### [MATERIAL FOR THIS TASK]

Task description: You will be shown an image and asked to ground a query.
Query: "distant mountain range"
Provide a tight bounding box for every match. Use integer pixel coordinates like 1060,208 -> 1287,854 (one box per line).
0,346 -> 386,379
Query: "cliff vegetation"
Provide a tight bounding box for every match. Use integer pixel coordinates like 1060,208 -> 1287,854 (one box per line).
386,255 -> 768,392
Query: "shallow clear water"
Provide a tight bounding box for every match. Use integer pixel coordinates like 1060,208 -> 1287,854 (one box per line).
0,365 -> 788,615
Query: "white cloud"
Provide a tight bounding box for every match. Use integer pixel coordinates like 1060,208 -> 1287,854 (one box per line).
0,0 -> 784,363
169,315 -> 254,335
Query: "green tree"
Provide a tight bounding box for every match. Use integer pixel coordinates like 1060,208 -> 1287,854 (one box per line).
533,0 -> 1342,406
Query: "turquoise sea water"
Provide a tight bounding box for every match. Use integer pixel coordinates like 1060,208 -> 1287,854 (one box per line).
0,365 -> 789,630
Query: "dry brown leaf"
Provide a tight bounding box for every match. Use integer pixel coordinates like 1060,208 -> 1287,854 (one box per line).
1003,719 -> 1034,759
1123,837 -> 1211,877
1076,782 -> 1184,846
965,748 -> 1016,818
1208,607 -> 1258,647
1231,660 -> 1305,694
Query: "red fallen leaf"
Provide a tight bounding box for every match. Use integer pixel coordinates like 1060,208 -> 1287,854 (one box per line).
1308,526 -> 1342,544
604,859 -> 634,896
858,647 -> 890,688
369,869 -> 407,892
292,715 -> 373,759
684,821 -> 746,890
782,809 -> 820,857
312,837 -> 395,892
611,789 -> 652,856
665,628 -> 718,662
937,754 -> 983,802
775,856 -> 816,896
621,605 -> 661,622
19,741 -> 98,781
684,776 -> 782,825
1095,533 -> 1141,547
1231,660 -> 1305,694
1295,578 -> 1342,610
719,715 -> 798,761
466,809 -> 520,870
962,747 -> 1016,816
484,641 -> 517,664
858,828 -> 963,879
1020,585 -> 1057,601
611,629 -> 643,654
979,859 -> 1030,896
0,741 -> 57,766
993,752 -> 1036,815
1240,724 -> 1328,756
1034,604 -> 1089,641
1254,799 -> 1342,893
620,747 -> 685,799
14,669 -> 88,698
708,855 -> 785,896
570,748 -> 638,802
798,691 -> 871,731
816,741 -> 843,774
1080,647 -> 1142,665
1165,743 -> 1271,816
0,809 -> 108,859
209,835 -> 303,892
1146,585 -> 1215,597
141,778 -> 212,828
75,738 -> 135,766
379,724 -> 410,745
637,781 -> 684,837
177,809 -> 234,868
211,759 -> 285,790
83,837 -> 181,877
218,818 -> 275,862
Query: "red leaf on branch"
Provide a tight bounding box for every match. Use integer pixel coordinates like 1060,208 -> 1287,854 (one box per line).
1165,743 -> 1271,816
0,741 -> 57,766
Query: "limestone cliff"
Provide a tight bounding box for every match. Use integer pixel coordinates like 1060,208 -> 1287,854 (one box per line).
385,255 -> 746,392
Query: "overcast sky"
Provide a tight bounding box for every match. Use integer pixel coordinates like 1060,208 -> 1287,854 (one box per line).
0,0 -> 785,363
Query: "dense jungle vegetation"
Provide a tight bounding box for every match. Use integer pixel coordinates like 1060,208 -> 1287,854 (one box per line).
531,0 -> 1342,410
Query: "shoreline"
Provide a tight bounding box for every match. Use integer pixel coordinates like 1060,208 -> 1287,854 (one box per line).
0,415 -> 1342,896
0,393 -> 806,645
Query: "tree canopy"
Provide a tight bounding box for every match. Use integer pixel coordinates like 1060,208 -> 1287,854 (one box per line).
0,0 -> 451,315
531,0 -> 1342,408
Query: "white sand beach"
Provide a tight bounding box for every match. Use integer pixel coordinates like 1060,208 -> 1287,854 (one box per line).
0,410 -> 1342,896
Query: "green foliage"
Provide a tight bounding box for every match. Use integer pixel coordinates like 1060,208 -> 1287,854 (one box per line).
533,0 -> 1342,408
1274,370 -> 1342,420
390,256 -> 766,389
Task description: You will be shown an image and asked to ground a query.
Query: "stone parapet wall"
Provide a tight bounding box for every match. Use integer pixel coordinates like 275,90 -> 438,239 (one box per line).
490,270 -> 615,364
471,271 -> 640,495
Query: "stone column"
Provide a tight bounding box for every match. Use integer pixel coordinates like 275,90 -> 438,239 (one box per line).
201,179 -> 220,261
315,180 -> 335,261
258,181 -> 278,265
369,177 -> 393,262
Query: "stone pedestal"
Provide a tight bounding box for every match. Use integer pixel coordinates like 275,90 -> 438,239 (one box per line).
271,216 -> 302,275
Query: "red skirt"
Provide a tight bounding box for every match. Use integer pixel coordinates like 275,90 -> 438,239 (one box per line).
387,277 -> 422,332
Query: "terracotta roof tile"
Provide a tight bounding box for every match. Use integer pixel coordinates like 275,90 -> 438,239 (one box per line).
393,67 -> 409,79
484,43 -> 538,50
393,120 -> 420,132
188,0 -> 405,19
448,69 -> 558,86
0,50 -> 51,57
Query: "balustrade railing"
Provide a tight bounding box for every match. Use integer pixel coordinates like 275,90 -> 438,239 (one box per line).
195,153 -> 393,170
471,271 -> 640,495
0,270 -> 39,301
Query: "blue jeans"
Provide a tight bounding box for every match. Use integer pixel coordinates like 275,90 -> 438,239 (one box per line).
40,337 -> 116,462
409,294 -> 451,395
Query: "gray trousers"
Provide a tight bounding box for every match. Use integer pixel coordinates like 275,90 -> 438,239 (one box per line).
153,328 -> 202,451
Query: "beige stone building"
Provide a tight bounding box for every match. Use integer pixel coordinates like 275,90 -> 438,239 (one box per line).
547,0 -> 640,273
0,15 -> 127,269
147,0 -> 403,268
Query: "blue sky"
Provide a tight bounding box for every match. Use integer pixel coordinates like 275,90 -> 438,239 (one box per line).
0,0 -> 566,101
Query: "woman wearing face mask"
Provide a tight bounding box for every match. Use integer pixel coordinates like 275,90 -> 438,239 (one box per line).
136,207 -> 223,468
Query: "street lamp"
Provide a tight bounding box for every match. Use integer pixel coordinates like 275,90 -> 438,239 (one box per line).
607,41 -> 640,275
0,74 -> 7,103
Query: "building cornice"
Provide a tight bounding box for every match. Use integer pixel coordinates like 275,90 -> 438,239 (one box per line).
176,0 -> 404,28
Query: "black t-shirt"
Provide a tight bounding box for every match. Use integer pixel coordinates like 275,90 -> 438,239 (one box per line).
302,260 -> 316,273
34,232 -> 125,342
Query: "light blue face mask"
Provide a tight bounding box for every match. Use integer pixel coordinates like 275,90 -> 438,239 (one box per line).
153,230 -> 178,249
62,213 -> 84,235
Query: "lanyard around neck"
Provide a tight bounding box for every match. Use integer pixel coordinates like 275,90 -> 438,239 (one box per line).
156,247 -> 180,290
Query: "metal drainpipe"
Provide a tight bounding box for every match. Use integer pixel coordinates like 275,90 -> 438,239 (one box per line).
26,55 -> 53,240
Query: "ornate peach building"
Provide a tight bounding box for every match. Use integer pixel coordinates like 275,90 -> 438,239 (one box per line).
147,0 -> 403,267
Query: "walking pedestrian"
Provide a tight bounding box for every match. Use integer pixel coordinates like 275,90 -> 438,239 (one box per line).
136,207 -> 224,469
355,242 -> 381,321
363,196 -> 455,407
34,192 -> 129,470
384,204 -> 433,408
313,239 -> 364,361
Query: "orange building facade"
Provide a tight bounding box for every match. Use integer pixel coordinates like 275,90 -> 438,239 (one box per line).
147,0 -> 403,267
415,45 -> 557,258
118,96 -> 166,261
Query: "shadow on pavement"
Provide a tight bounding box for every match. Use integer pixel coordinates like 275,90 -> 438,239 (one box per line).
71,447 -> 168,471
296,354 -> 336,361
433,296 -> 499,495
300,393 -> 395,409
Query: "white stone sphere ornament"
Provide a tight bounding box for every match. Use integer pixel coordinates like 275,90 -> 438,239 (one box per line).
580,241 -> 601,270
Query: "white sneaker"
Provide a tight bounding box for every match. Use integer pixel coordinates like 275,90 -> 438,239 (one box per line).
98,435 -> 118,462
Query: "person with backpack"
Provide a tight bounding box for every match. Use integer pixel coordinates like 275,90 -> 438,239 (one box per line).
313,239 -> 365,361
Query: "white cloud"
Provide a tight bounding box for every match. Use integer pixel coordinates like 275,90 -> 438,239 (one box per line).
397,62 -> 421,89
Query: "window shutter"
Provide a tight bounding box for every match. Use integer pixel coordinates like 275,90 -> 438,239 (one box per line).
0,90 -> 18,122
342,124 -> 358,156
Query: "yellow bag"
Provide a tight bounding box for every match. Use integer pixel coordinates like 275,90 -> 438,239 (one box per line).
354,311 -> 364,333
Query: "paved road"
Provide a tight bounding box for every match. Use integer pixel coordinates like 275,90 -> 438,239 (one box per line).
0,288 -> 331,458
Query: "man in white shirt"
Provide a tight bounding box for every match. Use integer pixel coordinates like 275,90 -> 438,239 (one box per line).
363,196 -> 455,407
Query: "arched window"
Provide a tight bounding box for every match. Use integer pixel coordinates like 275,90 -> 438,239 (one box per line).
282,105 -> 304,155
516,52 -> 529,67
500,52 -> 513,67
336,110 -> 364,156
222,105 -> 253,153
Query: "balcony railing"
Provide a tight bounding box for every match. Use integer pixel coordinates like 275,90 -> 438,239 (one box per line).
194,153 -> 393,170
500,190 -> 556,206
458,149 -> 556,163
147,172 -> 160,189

### [CHALLENGE]
Filter the records above down to the lines that contain the word "white" and copy each of those lines. The match is case-sensitive.

### [SOLUTION FOR THIS PROBLEM]
Query: "white cloud"
Query: "white sand beach"
Query: "white stone sphere ornament"
Query: "white sneaker"
Query: "white cloud"
Query: "man in white shirt"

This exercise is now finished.